(Instruction) Rewrite the stretch from the line containing "[detect] telephone pole" through the end of the entries, replacing "telephone pole" with "power pole" and leaving all else unchanged.

(Information provided)

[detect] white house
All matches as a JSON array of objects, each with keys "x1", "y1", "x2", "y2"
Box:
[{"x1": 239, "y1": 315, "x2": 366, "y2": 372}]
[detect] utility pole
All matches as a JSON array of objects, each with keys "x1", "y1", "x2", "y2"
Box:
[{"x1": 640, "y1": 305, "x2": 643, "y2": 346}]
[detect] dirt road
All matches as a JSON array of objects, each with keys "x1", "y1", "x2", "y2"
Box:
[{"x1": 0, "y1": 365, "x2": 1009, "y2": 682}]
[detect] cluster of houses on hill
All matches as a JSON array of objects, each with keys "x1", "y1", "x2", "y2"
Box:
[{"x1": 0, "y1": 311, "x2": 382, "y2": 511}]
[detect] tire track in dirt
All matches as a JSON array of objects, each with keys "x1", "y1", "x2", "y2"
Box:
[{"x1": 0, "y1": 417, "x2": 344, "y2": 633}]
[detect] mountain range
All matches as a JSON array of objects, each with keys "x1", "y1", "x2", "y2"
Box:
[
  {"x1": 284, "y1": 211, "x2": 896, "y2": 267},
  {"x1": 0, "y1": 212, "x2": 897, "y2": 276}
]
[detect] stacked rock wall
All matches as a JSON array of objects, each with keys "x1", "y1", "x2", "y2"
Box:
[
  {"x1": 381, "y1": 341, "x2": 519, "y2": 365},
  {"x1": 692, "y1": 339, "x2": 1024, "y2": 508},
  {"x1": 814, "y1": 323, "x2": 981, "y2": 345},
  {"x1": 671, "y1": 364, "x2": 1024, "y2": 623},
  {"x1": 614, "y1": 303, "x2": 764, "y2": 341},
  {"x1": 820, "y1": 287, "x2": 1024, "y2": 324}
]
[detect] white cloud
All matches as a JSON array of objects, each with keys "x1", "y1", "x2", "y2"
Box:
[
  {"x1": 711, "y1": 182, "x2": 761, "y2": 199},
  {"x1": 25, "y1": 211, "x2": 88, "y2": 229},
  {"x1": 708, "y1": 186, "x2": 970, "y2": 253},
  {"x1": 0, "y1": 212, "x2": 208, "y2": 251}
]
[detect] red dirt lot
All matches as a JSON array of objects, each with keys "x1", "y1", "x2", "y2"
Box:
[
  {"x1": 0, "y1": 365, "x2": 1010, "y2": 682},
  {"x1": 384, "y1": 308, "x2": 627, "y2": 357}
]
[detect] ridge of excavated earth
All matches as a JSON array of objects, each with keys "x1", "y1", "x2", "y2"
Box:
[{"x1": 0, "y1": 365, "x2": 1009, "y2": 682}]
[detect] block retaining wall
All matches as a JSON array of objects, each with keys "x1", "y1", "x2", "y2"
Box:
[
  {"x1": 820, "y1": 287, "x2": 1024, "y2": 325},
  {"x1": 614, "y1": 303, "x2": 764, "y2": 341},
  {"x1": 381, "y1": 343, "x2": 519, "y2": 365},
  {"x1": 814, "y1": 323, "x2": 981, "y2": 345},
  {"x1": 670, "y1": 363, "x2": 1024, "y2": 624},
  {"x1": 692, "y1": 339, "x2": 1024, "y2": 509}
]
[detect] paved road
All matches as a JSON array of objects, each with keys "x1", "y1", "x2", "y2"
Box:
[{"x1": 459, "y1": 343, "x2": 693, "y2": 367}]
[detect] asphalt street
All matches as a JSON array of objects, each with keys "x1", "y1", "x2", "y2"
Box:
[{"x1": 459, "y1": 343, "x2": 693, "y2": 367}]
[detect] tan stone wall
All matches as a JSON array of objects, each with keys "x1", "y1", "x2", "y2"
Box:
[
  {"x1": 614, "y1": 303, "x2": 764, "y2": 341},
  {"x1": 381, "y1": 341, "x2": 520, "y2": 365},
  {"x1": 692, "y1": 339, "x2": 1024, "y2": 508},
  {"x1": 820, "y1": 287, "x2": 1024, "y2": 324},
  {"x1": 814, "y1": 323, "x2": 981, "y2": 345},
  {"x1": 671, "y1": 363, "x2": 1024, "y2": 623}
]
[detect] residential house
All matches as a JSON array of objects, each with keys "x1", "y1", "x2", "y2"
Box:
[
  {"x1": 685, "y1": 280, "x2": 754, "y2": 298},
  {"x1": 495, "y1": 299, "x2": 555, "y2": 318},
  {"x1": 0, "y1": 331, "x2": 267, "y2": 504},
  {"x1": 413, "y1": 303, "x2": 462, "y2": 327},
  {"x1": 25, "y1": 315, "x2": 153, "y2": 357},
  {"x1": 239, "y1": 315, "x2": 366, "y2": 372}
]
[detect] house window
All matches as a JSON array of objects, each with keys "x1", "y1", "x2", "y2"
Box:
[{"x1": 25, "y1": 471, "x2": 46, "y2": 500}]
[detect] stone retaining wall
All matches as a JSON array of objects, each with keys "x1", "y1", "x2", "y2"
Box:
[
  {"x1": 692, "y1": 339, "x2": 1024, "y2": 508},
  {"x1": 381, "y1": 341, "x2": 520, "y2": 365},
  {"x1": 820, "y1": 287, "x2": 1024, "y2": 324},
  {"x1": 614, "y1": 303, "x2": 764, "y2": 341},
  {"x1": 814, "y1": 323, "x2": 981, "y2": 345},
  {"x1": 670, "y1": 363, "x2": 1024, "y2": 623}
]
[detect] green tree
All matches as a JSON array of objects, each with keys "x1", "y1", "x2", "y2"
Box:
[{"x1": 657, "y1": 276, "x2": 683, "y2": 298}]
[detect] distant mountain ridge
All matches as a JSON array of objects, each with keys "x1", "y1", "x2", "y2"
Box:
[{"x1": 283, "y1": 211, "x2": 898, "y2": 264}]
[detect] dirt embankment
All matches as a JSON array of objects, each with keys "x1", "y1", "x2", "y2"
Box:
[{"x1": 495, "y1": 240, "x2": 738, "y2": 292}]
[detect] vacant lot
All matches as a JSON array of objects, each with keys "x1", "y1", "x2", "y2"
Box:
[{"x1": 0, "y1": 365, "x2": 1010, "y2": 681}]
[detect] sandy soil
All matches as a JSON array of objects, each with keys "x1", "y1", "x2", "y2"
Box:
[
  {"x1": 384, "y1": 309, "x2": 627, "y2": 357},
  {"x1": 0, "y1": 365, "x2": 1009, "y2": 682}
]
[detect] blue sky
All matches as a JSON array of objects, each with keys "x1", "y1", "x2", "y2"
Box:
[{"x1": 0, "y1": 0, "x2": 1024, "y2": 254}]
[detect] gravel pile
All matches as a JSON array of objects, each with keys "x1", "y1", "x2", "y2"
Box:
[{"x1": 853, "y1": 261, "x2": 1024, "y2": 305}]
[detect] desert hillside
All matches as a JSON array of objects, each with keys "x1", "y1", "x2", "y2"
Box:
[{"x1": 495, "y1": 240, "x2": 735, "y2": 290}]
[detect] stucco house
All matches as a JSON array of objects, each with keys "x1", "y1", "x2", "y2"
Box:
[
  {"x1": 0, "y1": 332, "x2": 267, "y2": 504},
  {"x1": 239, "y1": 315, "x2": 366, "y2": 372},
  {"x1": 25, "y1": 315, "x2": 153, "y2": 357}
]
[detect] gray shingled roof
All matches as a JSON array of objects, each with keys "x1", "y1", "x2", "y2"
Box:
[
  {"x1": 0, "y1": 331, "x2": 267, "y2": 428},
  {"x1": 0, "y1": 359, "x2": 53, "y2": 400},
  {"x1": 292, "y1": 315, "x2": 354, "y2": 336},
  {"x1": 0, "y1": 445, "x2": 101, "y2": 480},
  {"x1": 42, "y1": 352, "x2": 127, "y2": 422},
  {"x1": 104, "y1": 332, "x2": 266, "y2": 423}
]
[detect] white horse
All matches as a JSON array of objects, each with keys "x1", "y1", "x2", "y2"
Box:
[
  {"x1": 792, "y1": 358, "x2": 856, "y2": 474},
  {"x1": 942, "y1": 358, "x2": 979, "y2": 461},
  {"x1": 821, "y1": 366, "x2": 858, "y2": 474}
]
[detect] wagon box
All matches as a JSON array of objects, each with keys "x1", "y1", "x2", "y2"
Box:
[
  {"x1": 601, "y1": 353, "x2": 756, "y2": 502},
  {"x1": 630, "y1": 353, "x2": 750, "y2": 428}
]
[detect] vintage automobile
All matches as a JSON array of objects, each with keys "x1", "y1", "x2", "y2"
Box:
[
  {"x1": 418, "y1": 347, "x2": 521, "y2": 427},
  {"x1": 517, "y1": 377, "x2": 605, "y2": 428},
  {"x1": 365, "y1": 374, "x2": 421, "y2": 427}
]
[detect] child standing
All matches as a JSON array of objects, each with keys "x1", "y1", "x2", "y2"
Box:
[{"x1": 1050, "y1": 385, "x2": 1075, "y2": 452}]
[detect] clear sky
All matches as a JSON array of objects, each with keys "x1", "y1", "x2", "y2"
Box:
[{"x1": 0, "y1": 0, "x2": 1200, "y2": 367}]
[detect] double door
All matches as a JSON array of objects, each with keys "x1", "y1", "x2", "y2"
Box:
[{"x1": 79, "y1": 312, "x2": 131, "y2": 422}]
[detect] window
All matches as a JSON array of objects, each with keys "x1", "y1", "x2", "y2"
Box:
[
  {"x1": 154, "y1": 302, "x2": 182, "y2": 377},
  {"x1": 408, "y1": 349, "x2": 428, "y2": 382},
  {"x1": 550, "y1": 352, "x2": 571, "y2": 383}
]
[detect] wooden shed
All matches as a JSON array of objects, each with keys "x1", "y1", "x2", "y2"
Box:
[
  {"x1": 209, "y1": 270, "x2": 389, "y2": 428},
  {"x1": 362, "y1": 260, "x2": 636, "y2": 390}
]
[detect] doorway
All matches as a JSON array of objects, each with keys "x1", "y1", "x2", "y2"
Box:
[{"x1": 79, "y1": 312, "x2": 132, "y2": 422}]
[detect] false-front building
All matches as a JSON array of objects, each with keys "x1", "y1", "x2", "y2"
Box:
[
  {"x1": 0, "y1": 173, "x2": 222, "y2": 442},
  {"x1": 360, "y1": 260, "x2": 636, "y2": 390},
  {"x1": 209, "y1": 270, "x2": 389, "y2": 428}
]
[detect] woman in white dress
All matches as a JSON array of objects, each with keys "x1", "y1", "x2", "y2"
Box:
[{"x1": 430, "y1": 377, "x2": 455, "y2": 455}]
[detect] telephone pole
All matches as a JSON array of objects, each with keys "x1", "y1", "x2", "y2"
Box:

(Response for this exercise)
[detect] power pole
All matches as a JSON array of objects, each with keys "x1", "y1", "x2", "y2"
Box:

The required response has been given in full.